**WHAT TO WORK ON**
Reproduce the entries below in full, word for word.

Point placement records
──────────────────────────────
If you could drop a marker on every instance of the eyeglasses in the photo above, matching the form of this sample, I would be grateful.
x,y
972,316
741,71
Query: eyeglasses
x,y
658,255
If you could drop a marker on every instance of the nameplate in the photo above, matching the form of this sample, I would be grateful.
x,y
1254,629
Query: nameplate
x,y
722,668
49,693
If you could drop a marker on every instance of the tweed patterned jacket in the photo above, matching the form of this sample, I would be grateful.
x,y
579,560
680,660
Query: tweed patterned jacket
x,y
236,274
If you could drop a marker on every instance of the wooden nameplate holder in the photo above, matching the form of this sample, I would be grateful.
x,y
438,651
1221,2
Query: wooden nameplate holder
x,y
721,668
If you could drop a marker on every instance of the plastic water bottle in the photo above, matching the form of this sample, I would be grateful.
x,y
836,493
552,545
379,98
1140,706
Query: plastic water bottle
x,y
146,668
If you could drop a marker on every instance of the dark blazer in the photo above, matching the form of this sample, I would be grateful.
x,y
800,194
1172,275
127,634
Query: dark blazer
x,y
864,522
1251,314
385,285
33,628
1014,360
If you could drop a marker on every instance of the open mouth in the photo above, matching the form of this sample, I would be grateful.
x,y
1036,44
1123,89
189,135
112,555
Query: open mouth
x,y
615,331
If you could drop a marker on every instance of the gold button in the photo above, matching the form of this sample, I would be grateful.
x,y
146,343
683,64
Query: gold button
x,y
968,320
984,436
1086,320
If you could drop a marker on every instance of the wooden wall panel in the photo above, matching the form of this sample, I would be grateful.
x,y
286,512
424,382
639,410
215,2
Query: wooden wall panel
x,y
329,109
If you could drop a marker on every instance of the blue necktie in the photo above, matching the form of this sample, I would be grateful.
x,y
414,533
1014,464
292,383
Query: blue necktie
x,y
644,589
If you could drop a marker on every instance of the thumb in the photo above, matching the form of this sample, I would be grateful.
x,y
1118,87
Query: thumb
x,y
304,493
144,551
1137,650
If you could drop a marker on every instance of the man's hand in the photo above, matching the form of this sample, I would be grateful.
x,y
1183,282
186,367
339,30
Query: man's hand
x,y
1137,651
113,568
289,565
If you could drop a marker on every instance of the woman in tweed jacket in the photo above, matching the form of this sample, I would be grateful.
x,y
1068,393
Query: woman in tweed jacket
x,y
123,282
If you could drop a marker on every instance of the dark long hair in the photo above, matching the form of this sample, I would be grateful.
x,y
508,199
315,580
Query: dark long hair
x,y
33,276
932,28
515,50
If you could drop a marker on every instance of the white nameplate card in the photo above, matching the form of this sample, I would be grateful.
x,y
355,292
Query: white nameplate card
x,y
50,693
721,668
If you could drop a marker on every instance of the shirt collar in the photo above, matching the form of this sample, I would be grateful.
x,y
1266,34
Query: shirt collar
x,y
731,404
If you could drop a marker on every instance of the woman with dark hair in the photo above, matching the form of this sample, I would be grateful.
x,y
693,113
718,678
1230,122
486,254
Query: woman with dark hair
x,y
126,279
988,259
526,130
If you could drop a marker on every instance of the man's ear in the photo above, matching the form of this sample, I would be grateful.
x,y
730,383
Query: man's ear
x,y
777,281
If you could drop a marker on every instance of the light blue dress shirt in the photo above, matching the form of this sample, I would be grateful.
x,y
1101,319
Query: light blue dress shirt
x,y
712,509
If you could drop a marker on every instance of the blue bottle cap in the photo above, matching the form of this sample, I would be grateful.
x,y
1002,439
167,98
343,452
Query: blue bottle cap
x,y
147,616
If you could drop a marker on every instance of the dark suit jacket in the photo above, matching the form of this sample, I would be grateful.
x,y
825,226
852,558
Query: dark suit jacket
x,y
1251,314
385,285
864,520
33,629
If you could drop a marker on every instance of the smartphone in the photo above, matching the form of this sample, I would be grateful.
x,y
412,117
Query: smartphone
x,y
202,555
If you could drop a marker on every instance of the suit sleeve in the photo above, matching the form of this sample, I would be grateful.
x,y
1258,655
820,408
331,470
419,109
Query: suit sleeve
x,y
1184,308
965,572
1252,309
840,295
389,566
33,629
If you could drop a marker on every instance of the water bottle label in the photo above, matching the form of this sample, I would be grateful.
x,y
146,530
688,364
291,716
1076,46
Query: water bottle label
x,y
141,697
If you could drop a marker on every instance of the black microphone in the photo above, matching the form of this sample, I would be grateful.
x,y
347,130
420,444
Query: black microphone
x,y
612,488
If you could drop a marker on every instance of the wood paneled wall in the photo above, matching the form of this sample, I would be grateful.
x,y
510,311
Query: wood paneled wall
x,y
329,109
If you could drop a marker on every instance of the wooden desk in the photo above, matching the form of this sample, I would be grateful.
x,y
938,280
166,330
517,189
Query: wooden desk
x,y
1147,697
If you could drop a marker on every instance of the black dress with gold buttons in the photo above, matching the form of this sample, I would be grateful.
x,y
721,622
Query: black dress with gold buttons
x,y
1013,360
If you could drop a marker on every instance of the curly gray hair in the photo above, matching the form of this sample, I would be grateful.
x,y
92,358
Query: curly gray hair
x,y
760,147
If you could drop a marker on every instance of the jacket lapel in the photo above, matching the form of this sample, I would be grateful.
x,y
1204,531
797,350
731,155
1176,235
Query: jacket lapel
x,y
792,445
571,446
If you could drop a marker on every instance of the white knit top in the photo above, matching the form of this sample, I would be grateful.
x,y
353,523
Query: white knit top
──────────────────────────────
**CORRECT ANSWER**
If you could drop a marker on every instance of the eyeglasses in the photo above, matching the form of this sample, I would be grateful.
x,y
972,316
741,71
Query: eyeglasses
x,y
658,255
If you could drop a marker on every instance of the nameplate in the photo above, matching the form of this sample, I would be grateful.
x,y
1254,629
Query: nameplate
x,y
722,668
49,693
If you could drop a marker on every instance of the tweed patterned jacket in the photo above, matching the form of this sample, I would be grateful.
x,y
579,560
680,660
Query: tweed patterned jacket
x,y
236,274
If you could drop a marker on every instance of the wooden nameplate holder in the photo above, matching the form of this sample, I would be grateful.
x,y
438,651
1221,2
Query: wooden nameplate holder
x,y
721,668
If you could drop a marker on every instance of the plastic water bottle in the photo above, matching the form of this sample, I would be grateful.
x,y
836,493
552,545
379,98
1140,706
Query: plastic water bottle
x,y
146,668
If you could drop a marker on every instance of the dark blazer in the photo above, matching the form of this sample, I would be grateful.
x,y
800,194
1172,275
127,634
Query: dark blazer
x,y
864,522
1251,314
385,285
33,628
1014,360
If you could drop a marker on every instance of the open mouth in the photo above, matching the form of this sample, I would be grateful.
x,y
1036,44
1123,89
189,135
112,555
Query: open mouth
x,y
615,331
If you could drop a marker on every instance of the gold button in the photo above, matching the form of this sample, I would be grateful.
x,y
146,343
683,64
Query: gold button
x,y
968,320
984,436
1086,320
If you could drop a marker on every instance of the wooden wall panel in the photo above, matching the form of this sample, I would be grateful.
x,y
286,512
424,382
639,410
215,2
Query: wooden wall panel
x,y
329,109
If you could drop a marker on every instance of the blue necktie in the photo above, matching the form of this sample, I would be grateful.
x,y
414,533
1014,464
292,383
Query: blue necktie
x,y
644,589
If you could drop a marker on every instance of the thumb in the photo above, matching the form of this sample, I would be grateful.
x,y
1118,87
Query: thumb
x,y
304,493
144,551
1137,650
If you could drop a marker on every instance of the man's hand in the photo above, matching the form of this sample, I would be grateful.
x,y
1183,282
186,367
339,30
Query: man's hand
x,y
1137,651
113,568
289,565
If you could drop a marker on every instance of the woman in tweed jacket in the photo above, matching the form of this sample, I would be grateful.
x,y
1068,393
Query: woman in tweed jacket
x,y
123,282
If you could drop a marker on every instance of the dark long hair in the photo above, matching the form of this sample, I would be grateful.
x,y
508,199
315,580
Query: dark long hair
x,y
33,276
932,28
515,50
If you could drop a marker on every instance of the white nameplate card in the photo above, matching the form of this sample, I would be grateful.
x,y
355,292
Query: white nameplate card
x,y
50,693
721,668
If you could drop a marker on every instance of the shirt collar in the photo above, matching the form of this sample, I would be grateful.
x,y
1266,34
Query: shirt collar
x,y
731,404
If you could drop a marker on every instance of the woman with dark hair in the photo above, matching the form of this sample, I would be grateful.
x,y
693,113
718,678
1230,122
486,254
Query: woman with dark hair
x,y
126,279
988,259
526,130
If you could drop a marker on every instance of the man's ear in the photo above, matching the form of this sample, I would be grateful.
x,y
730,383
Query: man's ear
x,y
777,281
If you could drop a marker on every instance of the light blue dress shirt in the photo above, matching the form of this sample, I would be grateful.
x,y
1101,319
Query: light blue dress shirt
x,y
712,509
If you could drop a marker on every instance of the blue bottle cap in the photo above, matching the form of this sample, I would be grateful.
x,y
1002,439
167,98
343,452
Query: blue bottle cap
x,y
147,616
If you could drop a marker on every instance of the dark suit jacket in the photo above, matching the form of this sample, I would be grateful.
x,y
825,226
852,558
Query: dark suit jacket
x,y
1251,314
385,285
864,520
33,629
If you could drop a marker on every instance of the smartphone in the photo above, matching the form of this sample, I would be grateful.
x,y
412,117
Query: smartphone
x,y
202,555
If you could drop a marker on every instance of the suit sleeve in the photo above, matching the form of this sample, I would be grateful.
x,y
1258,655
820,408
331,470
419,109
Query: suit sleeve
x,y
1184,308
965,572
1252,309
840,295
389,566
33,629
If you could drop a marker on every instance of the water bottle label in the photo above, matching the form of this sample, I would be grateful.
x,y
146,530
688,364
291,716
1076,46
Query: water bottle label
x,y
141,697
If you could drop a marker on every instance of the black microphone in the photo above, matching the form of this sample, I would be grateful.
x,y
347,130
420,444
Query: black microphone
x,y
612,488
If you could drop a marker on every instance of the wood paneled wall in the photo above, matching the form of this sample, I would be grateful.
x,y
510,311
Query: wood paneled wall
x,y
329,109
If you could drop a marker on every instance of the wooden desk in the photo above, matching the form of this sample, I would be grateful.
x,y
938,280
166,330
517,189
Query: wooden desk
x,y
1147,697
If you could drop a marker on every instance of the black dress with gold buttons in the photo above, matching the form of this sample, I would be grateful.
x,y
721,622
Query: black dress with gold buttons
x,y
1013,360
If you could drop a marker on every instance of the curly gray hair in the photo above, matching the form of this sample, I would be grateful.
x,y
92,358
Query: curly gray hair
x,y
760,147
If you could drop a marker on every instance of the jacket lapel in the photo above, matching the form of this sample, I would be grateful.
x,y
1204,531
797,350
731,155
1176,235
Query: jacket lapel
x,y
792,445
571,446
If you could drop a marker on every instance of the white knit top in the photo above, matching the form of this sample, I would be grateful.
x,y
353,523
Query: white knit top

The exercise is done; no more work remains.